Exercise material:
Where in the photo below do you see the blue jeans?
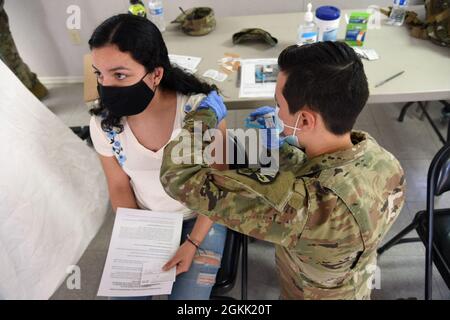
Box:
[111,218,227,300]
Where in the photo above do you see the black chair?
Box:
[378,144,450,300]
[211,133,248,300]
[211,229,248,300]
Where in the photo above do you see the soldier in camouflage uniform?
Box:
[0,0,48,99]
[161,43,406,299]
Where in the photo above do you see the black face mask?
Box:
[97,73,155,117]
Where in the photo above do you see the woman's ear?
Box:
[153,67,164,88]
[298,109,317,131]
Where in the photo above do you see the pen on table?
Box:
[375,71,405,88]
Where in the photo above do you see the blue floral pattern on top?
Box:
[107,130,127,167]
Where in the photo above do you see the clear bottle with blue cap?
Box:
[316,6,341,41]
[297,3,317,46]
[387,0,408,26]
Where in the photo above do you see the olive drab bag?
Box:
[383,0,450,47]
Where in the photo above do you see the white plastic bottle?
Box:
[387,0,408,26]
[297,3,317,46]
[148,0,166,32]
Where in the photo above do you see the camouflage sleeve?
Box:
[161,109,304,246]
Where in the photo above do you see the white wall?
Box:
[5,0,422,79]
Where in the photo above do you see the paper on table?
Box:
[169,54,202,73]
[141,260,177,286]
[203,69,228,82]
[239,58,279,98]
[97,208,183,297]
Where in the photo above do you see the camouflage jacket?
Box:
[161,110,406,299]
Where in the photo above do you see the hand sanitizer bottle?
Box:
[297,3,317,46]
[387,0,408,26]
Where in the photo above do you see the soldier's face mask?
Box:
[276,107,301,148]
[97,73,155,117]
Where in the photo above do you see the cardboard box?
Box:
[83,53,98,102]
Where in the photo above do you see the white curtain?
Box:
[0,60,109,299]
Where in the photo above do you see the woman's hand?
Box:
[163,241,197,276]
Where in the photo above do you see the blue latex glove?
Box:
[197,91,227,123]
[245,106,286,150]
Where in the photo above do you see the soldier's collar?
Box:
[296,131,372,177]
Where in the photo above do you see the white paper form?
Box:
[169,54,202,73]
[239,58,279,98]
[97,208,183,297]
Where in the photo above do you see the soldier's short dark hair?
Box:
[278,41,369,135]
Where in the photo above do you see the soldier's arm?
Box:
[161,109,306,246]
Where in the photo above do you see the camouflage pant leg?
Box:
[0,7,38,89]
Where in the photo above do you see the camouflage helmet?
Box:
[172,7,216,36]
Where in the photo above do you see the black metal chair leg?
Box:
[241,235,248,300]
[377,218,420,255]
[419,101,447,144]
[397,102,415,122]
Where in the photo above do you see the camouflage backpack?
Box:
[171,7,216,36]
[384,0,450,47]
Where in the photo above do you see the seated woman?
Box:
[89,14,226,299]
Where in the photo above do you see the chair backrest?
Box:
[428,144,450,196]
[213,229,243,293]
[213,134,248,295]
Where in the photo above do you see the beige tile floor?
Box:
[44,84,450,300]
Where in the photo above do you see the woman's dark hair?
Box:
[89,14,217,132]
[278,41,369,135]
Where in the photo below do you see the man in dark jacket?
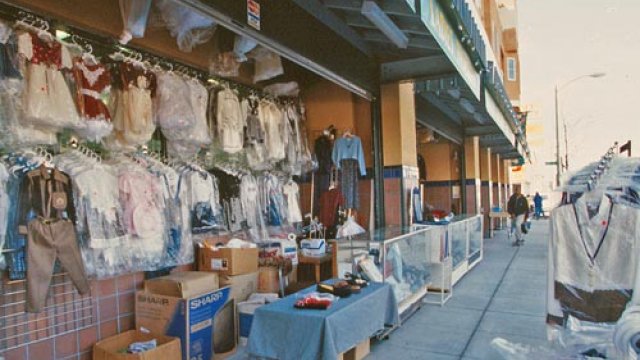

Exercise:
Collect each line in the items above that contains the word "jacket", and copy each of those lines in full.

Response to this task:
Where in the photo above do you see the camouflage jacket?
Where in the photo below do you see the man in dark jacket?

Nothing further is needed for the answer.